• Stated goal 1:
In the forum thread, why does the reply to Mayank say the timing work is probably easier at user level than at kernel level?
• Stated goal 2:
Please quote the stretch of the forum thread from "Make sure that" through "the overhead down.".

• Text excerpt:

──────────────────────────────

Does Windows 2000 provide some thing called a zero copy packet
transfers
like 2.4 kernel of linux provides.

Zero-copy IO is in NT since version 3.1, unlike Linux which took 10
years to implement this old idea.

Max

> hi loren

can u send some of those user mode stuff which u were earlier talking
about
which has that 250us response
accuracy and jitter of less then 2-3 ms. Similar numbers are also what we
are looking at.
It would be very helpful to me if u can send me that stuff as soon as
possible.
Thanks
Mayank

Sorry, the code is both proprietary and large. However, if you play around
for a while with the multimedia timers, various ways of waiting on events,
multiple threads, thread priority, and process priority class it can be
done. It isn’t the easiest thing in the world to do. But it is probably
easier at user level than at kernel level, simply because it will be A LOT
easier to debug.

Things you want to think about:

  1. Separate the data path from the interface, if any. Make sure the data
    path won’t get hung up waiting on the interface. This means separate
    threads.
  2. Use queues and possibly separate sender/receiver threads as necessary.
    Make sure that you decouple receiving speed from sending speed and vice
    versa. A blocked receiver shouldn’t slow down a sender.
  3. If you have multiple receivers, make sure they all have separate
    queues and are able to process messages even if other receivers are blocked.
    Same for multiple senders.
  4. Use fast locking algorithms on your queues. Keep the overhead down.
    When possible use queues that don’t require locking for safe operation.
  5. Use priority judiciously, but use it as necessary. Priority and
    processing time should be the inverse of each other. DO NOT do things that
    can take a long time (fractional millisecond time or longer) at a high
    priority. Fob that off on a lower priority thread.

──────────────────────────────

• Material provided:
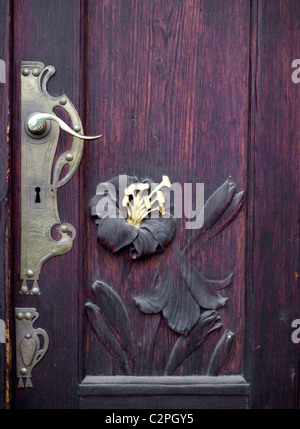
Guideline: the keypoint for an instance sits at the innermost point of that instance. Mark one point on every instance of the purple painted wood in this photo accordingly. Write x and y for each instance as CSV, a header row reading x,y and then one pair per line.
x,y
51,32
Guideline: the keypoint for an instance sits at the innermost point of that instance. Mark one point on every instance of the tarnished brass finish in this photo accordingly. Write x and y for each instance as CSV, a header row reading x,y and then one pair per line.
x,y
28,346
139,205
40,179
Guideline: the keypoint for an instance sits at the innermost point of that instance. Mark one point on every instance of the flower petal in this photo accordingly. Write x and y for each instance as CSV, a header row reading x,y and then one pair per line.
x,y
181,312
202,291
114,234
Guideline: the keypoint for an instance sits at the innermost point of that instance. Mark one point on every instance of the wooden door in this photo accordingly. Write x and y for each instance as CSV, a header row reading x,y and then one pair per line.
x,y
199,91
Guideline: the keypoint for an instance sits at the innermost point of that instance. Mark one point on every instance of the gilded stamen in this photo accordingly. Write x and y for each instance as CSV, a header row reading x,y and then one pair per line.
x,y
139,206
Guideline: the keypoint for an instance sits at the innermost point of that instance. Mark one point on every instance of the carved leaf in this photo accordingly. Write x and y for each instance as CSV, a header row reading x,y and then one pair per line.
x,y
184,346
221,354
154,300
105,335
115,315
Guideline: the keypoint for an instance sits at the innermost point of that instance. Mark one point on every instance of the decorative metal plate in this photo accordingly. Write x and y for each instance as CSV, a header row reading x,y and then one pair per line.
x,y
40,179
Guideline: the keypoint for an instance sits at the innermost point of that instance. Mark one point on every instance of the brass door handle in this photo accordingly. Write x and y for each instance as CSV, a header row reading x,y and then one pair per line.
x,y
36,124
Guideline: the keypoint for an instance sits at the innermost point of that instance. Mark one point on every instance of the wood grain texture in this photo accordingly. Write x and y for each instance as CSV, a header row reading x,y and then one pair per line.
x,y
51,32
5,37
167,84
275,192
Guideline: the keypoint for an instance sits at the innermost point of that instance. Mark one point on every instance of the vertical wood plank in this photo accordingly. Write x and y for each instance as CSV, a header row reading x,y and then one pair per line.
x,y
51,32
276,192
4,194
167,84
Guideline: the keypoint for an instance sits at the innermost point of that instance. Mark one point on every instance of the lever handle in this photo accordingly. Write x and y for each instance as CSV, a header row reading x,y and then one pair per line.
x,y
37,124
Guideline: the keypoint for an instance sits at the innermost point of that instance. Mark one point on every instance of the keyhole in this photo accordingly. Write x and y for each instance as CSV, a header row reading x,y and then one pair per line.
x,y
37,195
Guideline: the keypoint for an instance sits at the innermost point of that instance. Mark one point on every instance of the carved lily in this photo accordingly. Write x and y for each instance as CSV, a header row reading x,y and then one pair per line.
x,y
132,225
179,291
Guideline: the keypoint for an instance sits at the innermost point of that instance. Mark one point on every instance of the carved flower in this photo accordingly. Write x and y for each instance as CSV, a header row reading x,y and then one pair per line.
x,y
129,223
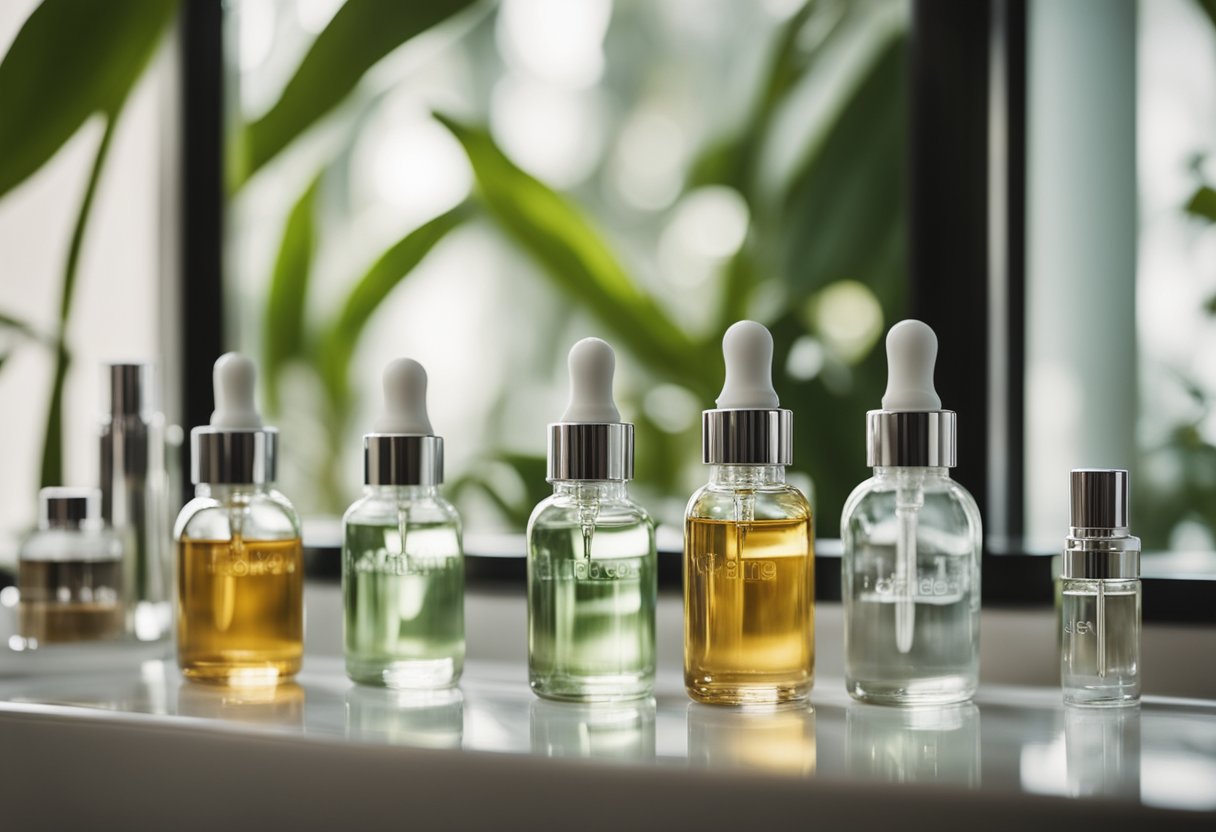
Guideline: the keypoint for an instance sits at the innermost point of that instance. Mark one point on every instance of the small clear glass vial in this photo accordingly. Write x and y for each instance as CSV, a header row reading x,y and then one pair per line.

──────────────────────────────

• Problem solution 1:
The reply says it is probably easier at user level because debugging there will be a lot easier.

• Problem solution 2:
Make sure that you decouple receiving speed from sending speed and vice
    versa. A blocked receiver shouldn’t slow down a sender.
  3. If you have multiple receivers, make sure they all have separate
    queues and are able to process messages even if other receivers are blocked.
    Same for multiple senders.
  4. Use fast locking algorithms on your queues. Keep the overhead down.